* [Exercise] Only the run of lines from the one containing "Put one point on each instance of the white football" through the last line should be returned, exactly as written.

* [Position identification records]

============

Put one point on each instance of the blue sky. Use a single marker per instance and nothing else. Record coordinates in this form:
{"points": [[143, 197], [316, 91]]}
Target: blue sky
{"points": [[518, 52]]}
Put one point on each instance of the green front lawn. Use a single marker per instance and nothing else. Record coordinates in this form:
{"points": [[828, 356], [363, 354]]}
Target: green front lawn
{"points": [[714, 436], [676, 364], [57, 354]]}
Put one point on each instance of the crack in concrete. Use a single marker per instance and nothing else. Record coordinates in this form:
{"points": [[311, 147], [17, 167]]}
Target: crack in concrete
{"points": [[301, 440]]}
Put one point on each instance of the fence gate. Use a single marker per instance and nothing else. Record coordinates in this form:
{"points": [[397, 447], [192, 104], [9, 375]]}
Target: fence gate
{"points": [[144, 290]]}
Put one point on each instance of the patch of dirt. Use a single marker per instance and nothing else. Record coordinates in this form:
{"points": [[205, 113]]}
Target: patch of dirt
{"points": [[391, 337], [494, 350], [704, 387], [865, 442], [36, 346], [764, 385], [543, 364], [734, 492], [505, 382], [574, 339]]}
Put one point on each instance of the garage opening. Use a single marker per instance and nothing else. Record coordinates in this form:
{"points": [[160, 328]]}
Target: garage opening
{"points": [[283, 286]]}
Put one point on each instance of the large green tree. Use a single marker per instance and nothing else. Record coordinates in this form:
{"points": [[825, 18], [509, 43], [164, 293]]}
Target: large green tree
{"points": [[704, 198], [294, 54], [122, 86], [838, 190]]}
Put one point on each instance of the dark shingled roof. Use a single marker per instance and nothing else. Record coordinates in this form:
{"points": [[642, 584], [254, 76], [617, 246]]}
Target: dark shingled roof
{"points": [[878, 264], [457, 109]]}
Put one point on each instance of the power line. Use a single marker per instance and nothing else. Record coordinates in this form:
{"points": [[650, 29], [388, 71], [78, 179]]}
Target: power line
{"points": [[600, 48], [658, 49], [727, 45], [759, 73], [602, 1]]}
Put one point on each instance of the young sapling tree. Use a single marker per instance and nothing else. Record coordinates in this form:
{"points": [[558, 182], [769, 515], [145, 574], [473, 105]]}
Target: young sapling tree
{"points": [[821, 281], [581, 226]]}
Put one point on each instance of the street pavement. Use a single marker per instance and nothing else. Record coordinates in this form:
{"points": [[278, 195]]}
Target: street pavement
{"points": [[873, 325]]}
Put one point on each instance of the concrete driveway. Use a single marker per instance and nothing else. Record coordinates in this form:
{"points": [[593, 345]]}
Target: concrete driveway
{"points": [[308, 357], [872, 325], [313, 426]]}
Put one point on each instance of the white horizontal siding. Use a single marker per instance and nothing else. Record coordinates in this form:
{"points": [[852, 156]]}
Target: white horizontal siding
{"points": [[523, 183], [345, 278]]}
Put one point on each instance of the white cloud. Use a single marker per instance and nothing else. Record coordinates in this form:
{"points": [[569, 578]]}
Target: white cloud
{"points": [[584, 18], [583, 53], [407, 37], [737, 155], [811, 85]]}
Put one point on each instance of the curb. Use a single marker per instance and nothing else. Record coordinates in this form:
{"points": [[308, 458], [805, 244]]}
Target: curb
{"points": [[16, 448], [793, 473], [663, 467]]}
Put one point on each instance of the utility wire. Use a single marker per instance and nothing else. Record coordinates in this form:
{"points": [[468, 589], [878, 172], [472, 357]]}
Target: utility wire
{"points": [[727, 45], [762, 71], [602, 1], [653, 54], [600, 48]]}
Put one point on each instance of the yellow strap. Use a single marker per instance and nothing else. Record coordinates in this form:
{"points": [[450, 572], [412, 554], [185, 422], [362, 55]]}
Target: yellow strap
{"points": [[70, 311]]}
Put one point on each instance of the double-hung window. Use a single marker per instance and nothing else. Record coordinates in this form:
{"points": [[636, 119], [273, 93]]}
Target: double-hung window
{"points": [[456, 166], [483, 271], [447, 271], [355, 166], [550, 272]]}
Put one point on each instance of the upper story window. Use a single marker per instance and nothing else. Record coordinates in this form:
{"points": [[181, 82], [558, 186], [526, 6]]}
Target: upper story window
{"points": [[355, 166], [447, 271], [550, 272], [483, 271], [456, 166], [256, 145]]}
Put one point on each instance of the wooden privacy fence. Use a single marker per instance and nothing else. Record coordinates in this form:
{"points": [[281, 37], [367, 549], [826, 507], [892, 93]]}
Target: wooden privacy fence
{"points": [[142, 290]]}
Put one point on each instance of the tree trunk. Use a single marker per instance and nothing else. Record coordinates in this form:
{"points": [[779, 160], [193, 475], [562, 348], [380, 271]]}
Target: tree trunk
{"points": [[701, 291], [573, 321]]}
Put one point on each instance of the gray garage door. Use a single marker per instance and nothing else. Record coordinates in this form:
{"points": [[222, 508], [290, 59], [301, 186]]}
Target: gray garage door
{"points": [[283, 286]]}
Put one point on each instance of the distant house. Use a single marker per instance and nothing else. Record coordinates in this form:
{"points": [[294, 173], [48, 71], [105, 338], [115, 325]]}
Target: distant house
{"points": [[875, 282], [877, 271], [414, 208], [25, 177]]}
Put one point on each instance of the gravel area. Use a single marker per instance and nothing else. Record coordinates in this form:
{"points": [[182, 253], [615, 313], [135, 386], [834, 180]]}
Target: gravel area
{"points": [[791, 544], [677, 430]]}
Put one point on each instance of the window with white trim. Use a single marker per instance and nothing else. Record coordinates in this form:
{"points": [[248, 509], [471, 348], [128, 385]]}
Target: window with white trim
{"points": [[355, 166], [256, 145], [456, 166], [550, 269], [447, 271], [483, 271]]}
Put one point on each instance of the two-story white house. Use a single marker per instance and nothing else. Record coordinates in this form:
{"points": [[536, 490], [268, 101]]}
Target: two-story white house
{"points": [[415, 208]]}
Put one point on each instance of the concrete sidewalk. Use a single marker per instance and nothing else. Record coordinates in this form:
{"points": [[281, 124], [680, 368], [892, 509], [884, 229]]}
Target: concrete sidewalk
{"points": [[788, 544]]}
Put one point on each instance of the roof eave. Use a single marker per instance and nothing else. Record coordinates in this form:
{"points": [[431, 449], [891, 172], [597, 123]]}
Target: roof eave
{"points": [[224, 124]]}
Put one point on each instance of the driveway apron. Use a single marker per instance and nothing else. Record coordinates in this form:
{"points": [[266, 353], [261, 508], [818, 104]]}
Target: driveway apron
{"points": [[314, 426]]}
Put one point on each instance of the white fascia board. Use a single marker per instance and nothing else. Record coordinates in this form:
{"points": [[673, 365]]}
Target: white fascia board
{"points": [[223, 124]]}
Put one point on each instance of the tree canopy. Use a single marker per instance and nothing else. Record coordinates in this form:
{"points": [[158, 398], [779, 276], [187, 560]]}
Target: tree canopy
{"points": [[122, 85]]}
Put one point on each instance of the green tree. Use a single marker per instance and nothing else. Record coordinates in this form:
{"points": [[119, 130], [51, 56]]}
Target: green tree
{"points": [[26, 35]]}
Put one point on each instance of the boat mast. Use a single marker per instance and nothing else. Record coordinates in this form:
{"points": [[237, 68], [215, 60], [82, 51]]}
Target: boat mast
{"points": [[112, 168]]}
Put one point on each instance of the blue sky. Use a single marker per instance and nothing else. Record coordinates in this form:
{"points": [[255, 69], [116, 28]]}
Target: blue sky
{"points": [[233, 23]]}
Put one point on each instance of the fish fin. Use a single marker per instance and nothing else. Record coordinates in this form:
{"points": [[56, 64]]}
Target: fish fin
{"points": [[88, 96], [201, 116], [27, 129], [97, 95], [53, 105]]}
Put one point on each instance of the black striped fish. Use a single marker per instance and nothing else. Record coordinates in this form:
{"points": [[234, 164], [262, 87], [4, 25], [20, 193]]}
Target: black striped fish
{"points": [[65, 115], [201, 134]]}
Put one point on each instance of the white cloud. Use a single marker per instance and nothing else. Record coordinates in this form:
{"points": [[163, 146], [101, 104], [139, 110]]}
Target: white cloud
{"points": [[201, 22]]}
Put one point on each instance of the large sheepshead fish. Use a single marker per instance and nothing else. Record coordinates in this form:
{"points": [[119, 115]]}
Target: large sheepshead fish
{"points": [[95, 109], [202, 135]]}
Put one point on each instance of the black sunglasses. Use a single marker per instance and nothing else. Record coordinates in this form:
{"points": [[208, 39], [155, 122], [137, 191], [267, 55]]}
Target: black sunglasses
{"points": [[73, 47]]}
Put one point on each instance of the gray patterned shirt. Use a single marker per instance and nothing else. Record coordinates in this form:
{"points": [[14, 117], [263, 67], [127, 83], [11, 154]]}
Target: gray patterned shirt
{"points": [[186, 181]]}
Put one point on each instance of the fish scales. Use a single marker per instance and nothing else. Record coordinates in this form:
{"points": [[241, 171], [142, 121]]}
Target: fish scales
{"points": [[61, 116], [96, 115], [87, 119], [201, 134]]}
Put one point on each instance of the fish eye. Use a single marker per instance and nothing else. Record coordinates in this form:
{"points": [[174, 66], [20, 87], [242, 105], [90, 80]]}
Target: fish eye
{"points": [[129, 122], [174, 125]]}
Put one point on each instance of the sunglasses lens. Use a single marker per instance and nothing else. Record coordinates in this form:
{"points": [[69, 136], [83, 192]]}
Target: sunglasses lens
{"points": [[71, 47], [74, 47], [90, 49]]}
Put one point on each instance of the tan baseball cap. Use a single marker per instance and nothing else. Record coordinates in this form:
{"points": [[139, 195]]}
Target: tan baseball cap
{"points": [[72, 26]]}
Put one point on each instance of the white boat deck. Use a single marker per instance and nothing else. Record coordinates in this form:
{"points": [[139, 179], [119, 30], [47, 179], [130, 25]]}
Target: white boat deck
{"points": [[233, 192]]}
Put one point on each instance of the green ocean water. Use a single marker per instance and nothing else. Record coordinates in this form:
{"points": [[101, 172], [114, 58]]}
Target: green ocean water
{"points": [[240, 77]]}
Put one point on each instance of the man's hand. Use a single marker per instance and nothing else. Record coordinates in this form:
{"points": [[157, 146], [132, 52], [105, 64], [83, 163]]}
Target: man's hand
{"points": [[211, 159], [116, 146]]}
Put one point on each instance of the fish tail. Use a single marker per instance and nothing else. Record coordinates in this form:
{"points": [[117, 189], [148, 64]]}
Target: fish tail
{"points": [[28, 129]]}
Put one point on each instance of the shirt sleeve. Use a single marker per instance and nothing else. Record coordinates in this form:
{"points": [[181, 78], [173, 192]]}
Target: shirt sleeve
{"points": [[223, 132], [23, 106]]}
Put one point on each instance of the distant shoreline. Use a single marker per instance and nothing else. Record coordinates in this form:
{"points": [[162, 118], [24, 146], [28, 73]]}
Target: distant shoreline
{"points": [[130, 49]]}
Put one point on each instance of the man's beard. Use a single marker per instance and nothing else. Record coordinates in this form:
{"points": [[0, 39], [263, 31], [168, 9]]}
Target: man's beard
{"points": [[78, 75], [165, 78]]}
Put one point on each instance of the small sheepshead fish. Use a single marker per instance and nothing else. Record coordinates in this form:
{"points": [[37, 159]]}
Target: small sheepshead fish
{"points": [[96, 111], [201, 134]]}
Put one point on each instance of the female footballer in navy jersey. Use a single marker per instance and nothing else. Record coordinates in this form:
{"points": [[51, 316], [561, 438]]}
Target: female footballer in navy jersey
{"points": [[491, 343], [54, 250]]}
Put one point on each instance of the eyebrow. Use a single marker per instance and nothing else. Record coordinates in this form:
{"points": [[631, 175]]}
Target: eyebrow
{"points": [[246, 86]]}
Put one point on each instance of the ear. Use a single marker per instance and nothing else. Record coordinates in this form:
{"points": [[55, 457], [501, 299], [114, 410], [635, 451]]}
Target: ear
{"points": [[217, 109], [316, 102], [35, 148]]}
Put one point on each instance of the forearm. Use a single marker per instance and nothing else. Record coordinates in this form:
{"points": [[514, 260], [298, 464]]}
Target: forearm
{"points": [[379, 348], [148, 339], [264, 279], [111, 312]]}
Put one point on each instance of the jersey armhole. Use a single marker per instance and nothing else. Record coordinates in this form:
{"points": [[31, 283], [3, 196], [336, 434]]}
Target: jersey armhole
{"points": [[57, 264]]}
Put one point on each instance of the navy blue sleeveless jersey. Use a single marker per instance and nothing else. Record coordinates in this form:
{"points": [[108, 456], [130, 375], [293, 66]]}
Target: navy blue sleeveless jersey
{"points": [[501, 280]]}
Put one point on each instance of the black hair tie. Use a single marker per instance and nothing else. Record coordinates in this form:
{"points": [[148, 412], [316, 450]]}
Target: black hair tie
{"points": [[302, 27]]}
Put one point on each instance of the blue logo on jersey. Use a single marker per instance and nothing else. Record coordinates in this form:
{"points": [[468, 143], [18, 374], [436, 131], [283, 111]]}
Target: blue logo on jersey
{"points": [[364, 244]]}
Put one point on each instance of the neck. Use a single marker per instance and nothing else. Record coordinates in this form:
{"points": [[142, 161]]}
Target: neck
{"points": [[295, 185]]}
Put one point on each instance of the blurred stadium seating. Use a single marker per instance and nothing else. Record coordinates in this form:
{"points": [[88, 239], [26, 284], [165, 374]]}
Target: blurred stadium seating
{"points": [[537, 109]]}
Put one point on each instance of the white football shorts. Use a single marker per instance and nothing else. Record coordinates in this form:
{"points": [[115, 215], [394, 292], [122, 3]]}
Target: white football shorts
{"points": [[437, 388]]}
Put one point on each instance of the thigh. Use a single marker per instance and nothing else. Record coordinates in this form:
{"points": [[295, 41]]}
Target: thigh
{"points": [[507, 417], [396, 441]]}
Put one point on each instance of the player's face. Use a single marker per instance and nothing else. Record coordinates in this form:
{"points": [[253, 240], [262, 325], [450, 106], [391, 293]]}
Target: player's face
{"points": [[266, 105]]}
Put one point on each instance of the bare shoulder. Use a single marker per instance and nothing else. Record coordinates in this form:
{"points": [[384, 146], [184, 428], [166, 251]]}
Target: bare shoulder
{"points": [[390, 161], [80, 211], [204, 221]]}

============

* [Correct response]
Put one point on each instance of the white football shorts. Use a single marker per instance and nothing else. Record coordinates in this form:
{"points": [[115, 215], [394, 292], [122, 3]]}
Target: white football shorts
{"points": [[437, 388]]}
Put one point on each instance of the thigh. Use a single marker per instance and nothing else. Record coordinates in this form:
{"points": [[295, 41]]}
Target: thigh
{"points": [[507, 417], [396, 441]]}
Put one point on each instance of the player's face. Use a single marker per instance and nothing else. Record coordinates in this form:
{"points": [[253, 240], [262, 325], [450, 106], [391, 293]]}
Target: player's face
{"points": [[266, 105]]}
Put one point on each instance of the bare shoulder. Use a single marker per instance and nothing else. Record coordinates in this form:
{"points": [[384, 146], [184, 428], [166, 251]]}
Target: bare shoulder
{"points": [[390, 161], [80, 211], [204, 221]]}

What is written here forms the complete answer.